* Provided records:

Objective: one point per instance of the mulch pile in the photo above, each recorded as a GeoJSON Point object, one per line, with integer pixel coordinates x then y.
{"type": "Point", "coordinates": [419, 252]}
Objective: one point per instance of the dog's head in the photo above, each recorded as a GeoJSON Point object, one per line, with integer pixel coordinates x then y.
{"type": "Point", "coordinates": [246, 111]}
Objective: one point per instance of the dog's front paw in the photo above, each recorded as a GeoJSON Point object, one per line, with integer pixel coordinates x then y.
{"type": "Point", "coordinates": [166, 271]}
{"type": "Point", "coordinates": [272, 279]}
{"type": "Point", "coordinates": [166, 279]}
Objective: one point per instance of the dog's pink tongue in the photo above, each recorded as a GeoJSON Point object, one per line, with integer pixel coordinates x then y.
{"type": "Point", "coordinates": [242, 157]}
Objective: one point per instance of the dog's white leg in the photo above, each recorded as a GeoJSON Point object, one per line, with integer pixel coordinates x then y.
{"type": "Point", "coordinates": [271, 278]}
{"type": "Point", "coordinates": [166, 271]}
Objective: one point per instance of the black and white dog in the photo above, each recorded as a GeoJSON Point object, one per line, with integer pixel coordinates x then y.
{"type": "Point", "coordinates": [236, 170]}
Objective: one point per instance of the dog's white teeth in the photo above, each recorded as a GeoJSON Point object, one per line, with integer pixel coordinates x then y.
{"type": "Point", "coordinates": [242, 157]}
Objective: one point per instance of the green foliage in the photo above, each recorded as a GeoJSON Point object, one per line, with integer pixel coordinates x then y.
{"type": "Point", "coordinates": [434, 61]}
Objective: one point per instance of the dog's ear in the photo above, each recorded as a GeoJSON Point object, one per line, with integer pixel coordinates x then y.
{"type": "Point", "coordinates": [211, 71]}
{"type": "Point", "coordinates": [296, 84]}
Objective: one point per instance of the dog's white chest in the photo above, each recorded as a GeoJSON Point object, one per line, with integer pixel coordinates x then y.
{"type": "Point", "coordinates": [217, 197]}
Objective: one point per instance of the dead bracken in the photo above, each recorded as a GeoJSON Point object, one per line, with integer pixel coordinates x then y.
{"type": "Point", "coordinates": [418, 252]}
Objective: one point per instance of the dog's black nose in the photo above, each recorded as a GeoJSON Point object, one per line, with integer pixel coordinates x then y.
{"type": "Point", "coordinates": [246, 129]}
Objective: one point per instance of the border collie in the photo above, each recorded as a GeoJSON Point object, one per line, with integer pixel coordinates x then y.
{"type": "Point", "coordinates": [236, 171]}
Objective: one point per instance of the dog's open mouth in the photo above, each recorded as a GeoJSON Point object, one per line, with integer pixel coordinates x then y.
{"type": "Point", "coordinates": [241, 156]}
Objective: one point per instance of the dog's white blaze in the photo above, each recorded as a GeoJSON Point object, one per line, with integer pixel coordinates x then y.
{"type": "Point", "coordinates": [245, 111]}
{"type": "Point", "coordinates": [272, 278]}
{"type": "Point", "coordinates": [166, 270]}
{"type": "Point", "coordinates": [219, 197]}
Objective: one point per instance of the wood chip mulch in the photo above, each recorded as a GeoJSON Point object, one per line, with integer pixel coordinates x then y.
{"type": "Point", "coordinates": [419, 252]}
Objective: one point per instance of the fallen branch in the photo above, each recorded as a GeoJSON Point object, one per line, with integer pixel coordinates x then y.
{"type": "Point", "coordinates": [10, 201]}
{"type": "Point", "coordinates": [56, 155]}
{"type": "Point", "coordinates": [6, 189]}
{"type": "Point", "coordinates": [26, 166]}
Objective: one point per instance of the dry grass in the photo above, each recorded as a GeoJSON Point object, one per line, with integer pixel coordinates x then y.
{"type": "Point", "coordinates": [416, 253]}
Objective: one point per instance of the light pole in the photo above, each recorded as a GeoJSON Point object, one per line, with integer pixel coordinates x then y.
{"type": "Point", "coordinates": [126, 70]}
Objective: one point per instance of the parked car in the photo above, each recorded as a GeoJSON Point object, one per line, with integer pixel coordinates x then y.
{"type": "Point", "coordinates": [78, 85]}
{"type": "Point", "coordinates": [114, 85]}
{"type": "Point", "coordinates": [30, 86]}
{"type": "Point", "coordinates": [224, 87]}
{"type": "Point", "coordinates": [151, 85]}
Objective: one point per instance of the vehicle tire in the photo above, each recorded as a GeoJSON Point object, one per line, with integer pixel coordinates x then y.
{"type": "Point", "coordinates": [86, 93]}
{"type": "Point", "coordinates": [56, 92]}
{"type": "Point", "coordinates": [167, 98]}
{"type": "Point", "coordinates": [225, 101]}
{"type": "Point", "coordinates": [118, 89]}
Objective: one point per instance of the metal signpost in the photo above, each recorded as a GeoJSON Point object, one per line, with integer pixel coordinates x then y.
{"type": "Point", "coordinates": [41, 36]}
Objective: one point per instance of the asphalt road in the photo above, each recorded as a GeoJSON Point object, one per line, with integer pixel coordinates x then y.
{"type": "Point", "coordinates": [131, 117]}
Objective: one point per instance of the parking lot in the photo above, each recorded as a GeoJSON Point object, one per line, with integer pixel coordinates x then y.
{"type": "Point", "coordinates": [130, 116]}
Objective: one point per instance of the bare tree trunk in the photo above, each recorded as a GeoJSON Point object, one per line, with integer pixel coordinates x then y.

* What is needed: Each entry should be reproduced in the output exactly.

* Written answer:
Objective: one point per instance of the mulch pile in the photo above, each recorded as a GeoJSON Point object, one per line, with integer pixel coordinates x then y.
{"type": "Point", "coordinates": [419, 252]}
Objective: one point per instance of the dog's head in the photo above, each recorded as a GeoJSON Point object, one per line, with integer pixel coordinates x then y.
{"type": "Point", "coordinates": [246, 111]}
Objective: one point per instance of the dog's front paw in the photo above, each recorded as a GeoJSON Point object, one per line, with integer pixel coordinates x then y.
{"type": "Point", "coordinates": [166, 271]}
{"type": "Point", "coordinates": [272, 279]}
{"type": "Point", "coordinates": [166, 279]}
Objective: one point per instance of the dog's pink tongue in the photo above, each recorded as a GeoJSON Point object, one per line, with integer pixel coordinates x then y.
{"type": "Point", "coordinates": [242, 157]}
Objective: one point per instance of the dog's white leg in the photo above, each recorded as a GeoJSON Point object, one per line, with integer pixel coordinates x then y.
{"type": "Point", "coordinates": [271, 278]}
{"type": "Point", "coordinates": [166, 271]}
Objective: one point per instance of the black and white dog in the photo above, each recorded as a GeoJSON Point object, one per line, with integer pixel coordinates x then y.
{"type": "Point", "coordinates": [236, 170]}
Objective: one point per instance of the dog's white teeth in the photo above, each recorded as a GeoJSON Point object, one per line, with integer pixel coordinates x then y.
{"type": "Point", "coordinates": [242, 157]}
Objective: one point per instance of the green foliage in the photo above, each recorded as a GeoJSON Point object, one per line, with integer pixel coordinates x then y.
{"type": "Point", "coordinates": [434, 61]}
Objective: one point per instance of the dog's ear in the photo above, each recorded as a GeoJSON Point object, one per line, with integer pixel coordinates x then y.
{"type": "Point", "coordinates": [211, 71]}
{"type": "Point", "coordinates": [296, 84]}
Objective: one point per instance of the dog's white chest in the photo above, each recorded as a GeoJSON Point object, one per line, with integer pixel coordinates x then y.
{"type": "Point", "coordinates": [217, 197]}
Objective: one point per instance of the dead bracken in the photo above, each recorded as a GeoJSON Point object, one per line, with integer pixel coordinates x then y.
{"type": "Point", "coordinates": [418, 252]}
Objective: one point per instance of the dog's black nose in the photo above, each recorded as a GeoJSON Point object, one per line, with integer pixel coordinates x then y.
{"type": "Point", "coordinates": [246, 129]}
Objective: one point per instance of the border collie in the photo above, each recorded as a GeoJSON Point object, one per line, with integer pixel coordinates x then y.
{"type": "Point", "coordinates": [236, 171]}
Objective: one point per instance of the dog's open mouth in the photo above, each recorded as a GeoJSON Point object, one per line, with integer pixel coordinates x then y.
{"type": "Point", "coordinates": [241, 156]}
Objective: one point per instance of the dog's white blaze in the photo above, each recorded as a GeoJSON Point object, one per line, with integer pixel coordinates x then y.
{"type": "Point", "coordinates": [245, 111]}
{"type": "Point", "coordinates": [272, 278]}
{"type": "Point", "coordinates": [166, 270]}
{"type": "Point", "coordinates": [219, 197]}
Objective: one point per instance of the wood chip mulch in the photo above, each recorded as a GeoJSON Point object, one per line, with integer pixel coordinates x then y.
{"type": "Point", "coordinates": [419, 252]}
Objective: one point per instance of the fallen branch in the photo above, each recorded as a GeoJSON Point object, one per line, with integer pixel coordinates x then y.
{"type": "Point", "coordinates": [10, 201]}
{"type": "Point", "coordinates": [56, 155]}
{"type": "Point", "coordinates": [6, 189]}
{"type": "Point", "coordinates": [26, 166]}
Objective: one point per instance of the dry grass in the photo above, each recorded as a GeoJSON Point object, one per line, with integer pixel coordinates x then y.
{"type": "Point", "coordinates": [416, 253]}
Objective: one point per instance of the light pole in the photo above, each recorded as a GeoJSON Point object, one per line, with integer pixel coordinates x then y.
{"type": "Point", "coordinates": [126, 70]}
Objective: one point per instance of the parked car in the photo above, each recorded as a GeoJSON Point object, one per line, with integer pixel coordinates x then y.
{"type": "Point", "coordinates": [78, 85]}
{"type": "Point", "coordinates": [114, 85]}
{"type": "Point", "coordinates": [30, 86]}
{"type": "Point", "coordinates": [224, 87]}
{"type": "Point", "coordinates": [151, 85]}
Objective: one point per instance of the vehicle tire in the photo above, each recorded as a GeoJSON Point object, one per line, with integer pixel coordinates x then y.
{"type": "Point", "coordinates": [86, 93]}
{"type": "Point", "coordinates": [56, 92]}
{"type": "Point", "coordinates": [167, 98]}
{"type": "Point", "coordinates": [225, 101]}
{"type": "Point", "coordinates": [118, 89]}
Objective: one point per instance of the metal signpost in the photo above, each recorded as a GeoJSON Point object, one per line, with integer pixel coordinates x then y.
{"type": "Point", "coordinates": [41, 36]}
Objective: one point per instance of the asphalt road in the photo above, each recorded as a GeoJSON Point object, one per line, with integer pixel coordinates x then y.
{"type": "Point", "coordinates": [131, 117]}
Objective: one point per instance of the parking lot in the photo above, each recorded as a GeoJSON Point object, one per line, with integer pixel coordinates x then y.
{"type": "Point", "coordinates": [130, 116]}
Objective: one point per instance of the bare tree trunk in the photo above, each recorded as a GeoJSON Point object, one per line, with integer pixel coordinates x then y.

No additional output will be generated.